# [INSTRUCTIONS FOR THE TASK]
Extract every line of the entries below verbatim, omitting the pictures.

═════ DATA SECTION ═════

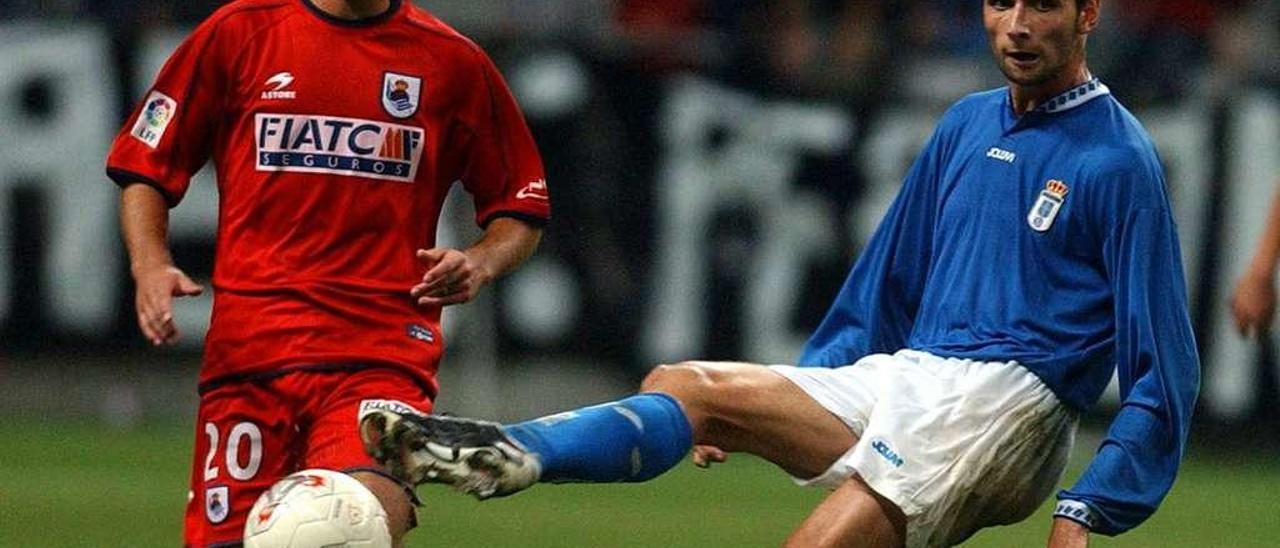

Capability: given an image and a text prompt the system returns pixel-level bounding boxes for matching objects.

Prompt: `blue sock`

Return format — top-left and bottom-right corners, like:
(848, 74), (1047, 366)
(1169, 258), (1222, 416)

(503, 393), (692, 483)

═════

# [RESPONSE TO THIS EXERCISE]
Capability: given an image and a text prompt the system returns pixel-level bounding boxes for matching objects.

Prompt: `blue sock`

Return format — top-left and bottom-right corners, like:
(848, 74), (1047, 366)
(1169, 258), (1222, 416)

(503, 393), (692, 483)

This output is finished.